=== Liste des tâches ===
**1.** D'après l'entretien sur le sport, quelle distance parcourons-nous aujourd'hui en moyenne chaque jour ?
**2.** Reproduisez fidèlement le passage de l'entretien sur le sport allant de « Entre novembre 2010 » jusqu'à « ce moment ? ».

=== Texte à examiner ===

« Sport et environnement : et si nous changions de paradigme »

20 mars 2015

 

Jouanno_Chantal

 

Chantal Jouanno

Agence de l’environnement et de la maîtrise de l’énergie

Ancienne Ministre des sports

 

Que pensez-vous de la place du sport dans le débat public ?

CJ : Le sport participe depuis longtemps au rayonnement de la France à l’international. Les discussions en cours sur la candidature pour les Jeux Olympiques 2024 de Paris démontrent l’intérêt du sport au plus haut niveau politique. Je dirais que le niveau de conscience politique sur le sport professionnel est relativement élevé aujourd’hui. On oublie souvent qu’il y a dans l’histoire même du sport une dimension citoyenne La dimension de santé publique du sport est beaucoup plus difficile à faire comprendre. Aujourd’hui en France, malgré les recommandations de l’OMS (10 minutes d’activité physique par jour), la pratique, encadrée ou non, reste faible. Pourtant, il existe des chiffres alarmants qui devraient nous faire réagir : un tiers de la population est en surpoids, il y a 200.000 boulimiques, 200.000 tentatives de suicides en France chaque année. Autant de phénomènes qui pèsent sur le bien-être des Français et sur lesquels la pratique d’une activité physique a un impact positif.

Vous avez pris récemment des engagements au Sénat en faveur de la promotion de l’activité physique, notamment en tant qu’outil de prévention au service la santé des Français. Qu’en est-il réellement ?

CJ : La prévention par l’activité physique et par une nutrition saine est primordiale. Nous étions génétiquement programmés pour parcourir 10 kms par jour. Aujourd’hui nous n’en parcourons en moyenne que 2,6. Combler ce fossé doit devenir un objectif politique important pour les décideurs. Alors que la Ministre des Affaires Sociales, de la Santé et des Droits des Femmes Marisol Touraine a présenté le 15 octobre dernier en Conseil des Ministres son projet de loi de santé, aucune référence au sport comme outil de santé n’est faite dans ce document. Pourtant, les bienfaits de l’activité physique sont aujourd’hui parfaitement documentés. Pour prendre un exemple, en termes de prévention, de traitement et de non-récidive, les risques associés à certains cancers peuvent diminuer de 25% à 50% grâce à une activité physique régulière. Je proposerais donc des amendements au projet de loi afin d’y intégrer la dimension « activité physique et sport » qui lui fait défaut.

Entre novembre 2010 et septembre 2011, vous étiez pourtant aux responsabilités en tant que Ministre des Sports. Pourquoi ne pas voir agi à ce moment ?

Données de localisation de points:
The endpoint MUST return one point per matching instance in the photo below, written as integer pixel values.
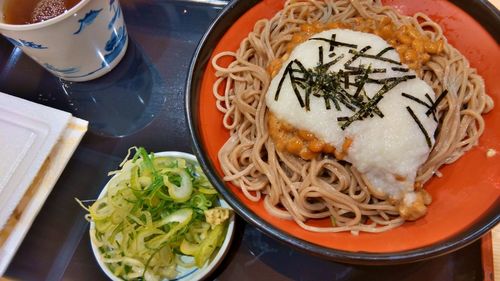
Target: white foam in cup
(81, 44)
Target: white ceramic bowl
(185, 274)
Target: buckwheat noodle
(304, 191)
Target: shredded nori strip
(439, 126)
(347, 65)
(320, 51)
(280, 84)
(400, 69)
(368, 108)
(415, 99)
(335, 43)
(373, 57)
(337, 59)
(334, 36)
(330, 85)
(421, 102)
(385, 80)
(436, 103)
(415, 118)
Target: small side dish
(159, 218)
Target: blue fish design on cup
(87, 20)
(80, 45)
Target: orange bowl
(466, 200)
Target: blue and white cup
(81, 44)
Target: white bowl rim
(200, 272)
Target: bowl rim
(200, 273)
(200, 59)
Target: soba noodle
(300, 190)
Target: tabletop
(141, 103)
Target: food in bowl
(156, 217)
(343, 110)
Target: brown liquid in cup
(33, 11)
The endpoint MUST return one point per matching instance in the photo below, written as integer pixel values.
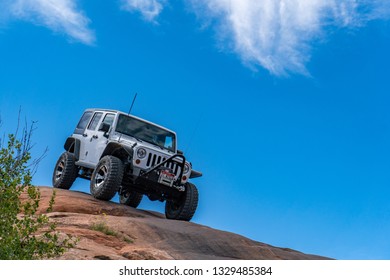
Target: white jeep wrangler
(121, 153)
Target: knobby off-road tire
(106, 178)
(184, 208)
(65, 171)
(130, 198)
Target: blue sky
(283, 105)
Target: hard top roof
(120, 112)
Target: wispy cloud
(149, 9)
(61, 16)
(277, 34)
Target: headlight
(186, 168)
(141, 153)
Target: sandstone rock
(145, 235)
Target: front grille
(154, 159)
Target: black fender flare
(115, 149)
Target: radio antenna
(132, 104)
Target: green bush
(24, 233)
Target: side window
(95, 120)
(83, 123)
(84, 120)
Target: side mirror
(105, 128)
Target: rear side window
(109, 119)
(95, 120)
(83, 122)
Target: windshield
(146, 132)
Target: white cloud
(149, 9)
(58, 15)
(277, 34)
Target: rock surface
(144, 235)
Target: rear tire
(130, 198)
(106, 178)
(185, 207)
(65, 171)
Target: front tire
(130, 198)
(185, 207)
(106, 178)
(65, 171)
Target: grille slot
(154, 159)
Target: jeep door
(95, 138)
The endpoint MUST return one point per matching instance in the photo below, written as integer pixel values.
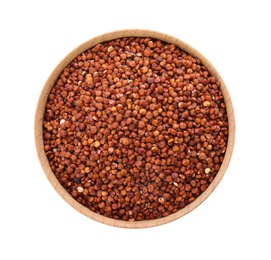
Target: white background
(233, 223)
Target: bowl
(39, 117)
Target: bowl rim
(40, 109)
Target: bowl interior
(38, 128)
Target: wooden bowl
(38, 128)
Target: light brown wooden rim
(38, 128)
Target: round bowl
(39, 115)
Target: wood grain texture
(38, 128)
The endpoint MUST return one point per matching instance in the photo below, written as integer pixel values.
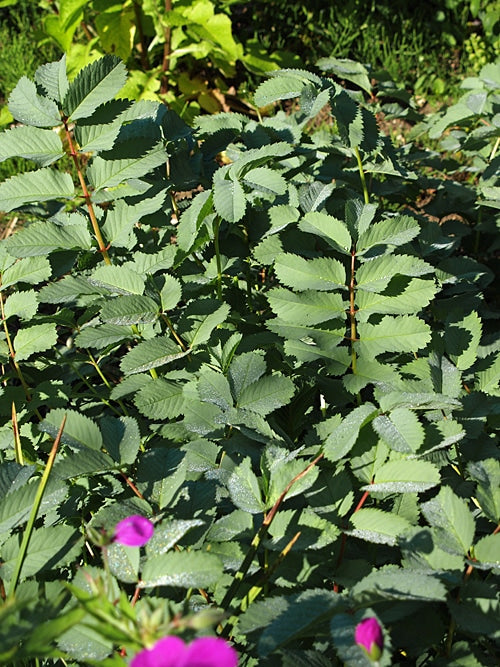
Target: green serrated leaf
(374, 525)
(151, 354)
(37, 338)
(108, 173)
(391, 232)
(30, 108)
(79, 430)
(118, 279)
(405, 333)
(266, 394)
(96, 84)
(161, 399)
(401, 430)
(32, 143)
(42, 238)
(37, 186)
(32, 271)
(130, 309)
(453, 520)
(404, 476)
(331, 229)
(343, 437)
(229, 199)
(181, 569)
(321, 273)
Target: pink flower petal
(167, 652)
(210, 652)
(134, 531)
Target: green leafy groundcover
(292, 371)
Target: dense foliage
(276, 341)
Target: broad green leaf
(130, 309)
(123, 562)
(84, 462)
(79, 431)
(331, 229)
(214, 388)
(266, 394)
(404, 476)
(462, 340)
(30, 108)
(405, 333)
(31, 271)
(304, 613)
(96, 84)
(400, 298)
(50, 548)
(394, 583)
(107, 173)
(168, 534)
(267, 180)
(118, 279)
(36, 186)
(37, 338)
(32, 143)
(161, 399)
(309, 307)
(401, 430)
(42, 238)
(321, 273)
(16, 505)
(120, 220)
(150, 354)
(182, 569)
(244, 489)
(101, 336)
(486, 474)
(229, 199)
(487, 550)
(279, 88)
(343, 437)
(160, 475)
(390, 231)
(488, 380)
(375, 274)
(21, 304)
(245, 369)
(121, 437)
(453, 520)
(374, 525)
(52, 77)
(199, 319)
(347, 69)
(171, 292)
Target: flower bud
(368, 635)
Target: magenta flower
(173, 652)
(134, 531)
(369, 636)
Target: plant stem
(18, 452)
(257, 539)
(362, 176)
(217, 257)
(86, 195)
(167, 50)
(34, 510)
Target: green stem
(256, 541)
(86, 195)
(217, 257)
(362, 175)
(34, 510)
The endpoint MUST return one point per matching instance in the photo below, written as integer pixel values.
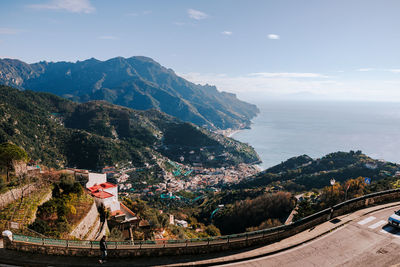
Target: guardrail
(198, 245)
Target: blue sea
(286, 129)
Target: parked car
(394, 219)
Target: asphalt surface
(361, 238)
(367, 241)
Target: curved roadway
(367, 241)
(362, 238)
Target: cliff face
(91, 135)
(136, 82)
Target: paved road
(367, 241)
(361, 238)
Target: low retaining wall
(197, 246)
(15, 194)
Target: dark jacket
(103, 245)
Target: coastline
(229, 132)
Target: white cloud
(75, 6)
(196, 14)
(273, 36)
(365, 69)
(394, 70)
(9, 31)
(227, 33)
(255, 88)
(107, 37)
(287, 75)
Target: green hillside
(59, 132)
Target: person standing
(103, 249)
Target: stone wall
(223, 243)
(15, 194)
(83, 228)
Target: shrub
(39, 226)
(212, 230)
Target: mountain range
(136, 82)
(59, 132)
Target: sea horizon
(288, 128)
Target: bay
(285, 129)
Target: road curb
(285, 248)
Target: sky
(259, 49)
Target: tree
(8, 154)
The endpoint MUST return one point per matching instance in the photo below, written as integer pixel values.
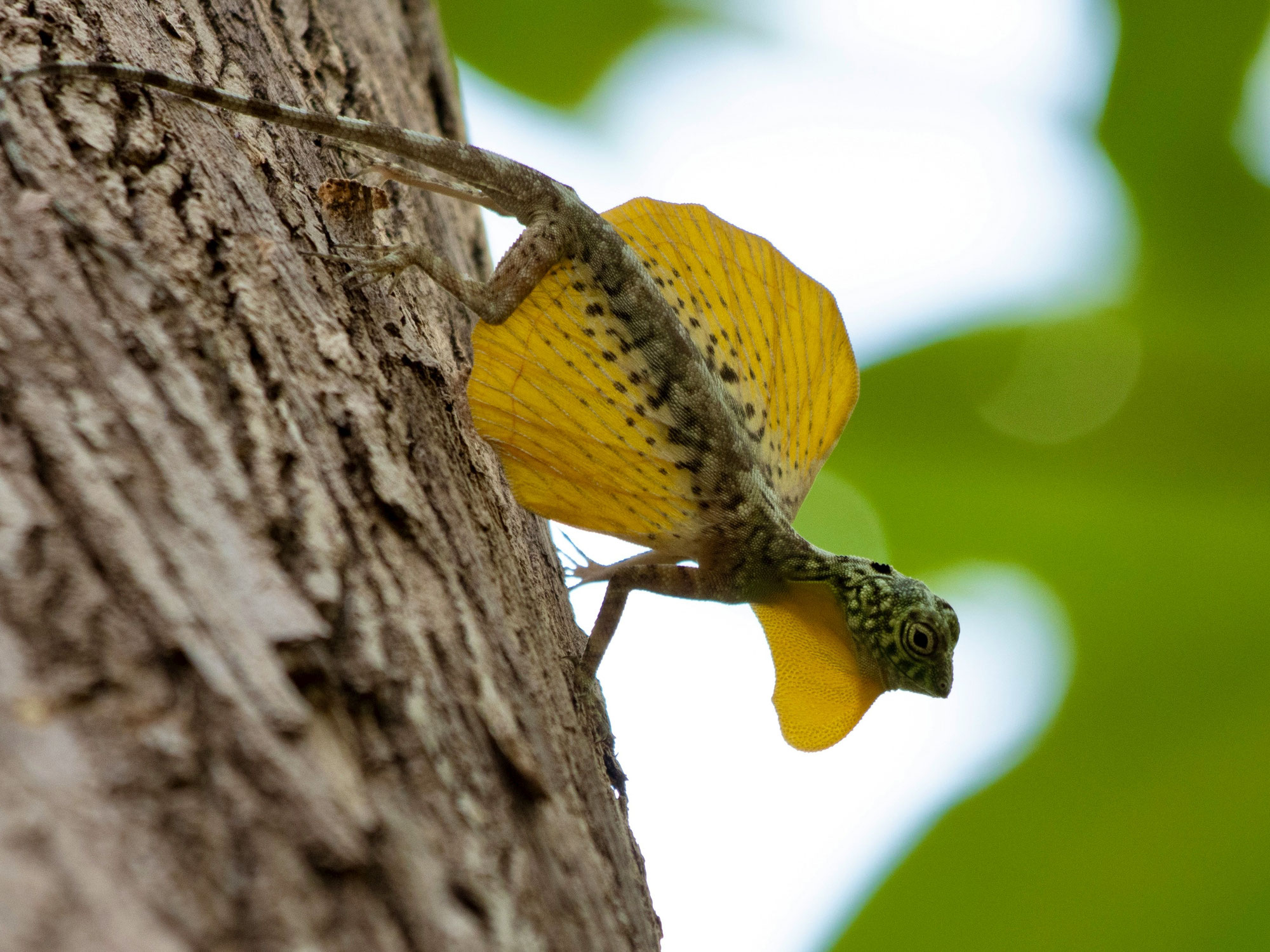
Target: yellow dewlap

=== Résultats des tâches ===
**1.** Nous parcourons en moyenne 2,6 kilomètres par jour.

**2.**
Entre novembre 2010 et septembre 2011, vous étiez pourtant aux responsabilités en tant que Ministre des Sports. Pourquoi ne pas voir agi à ce moment ?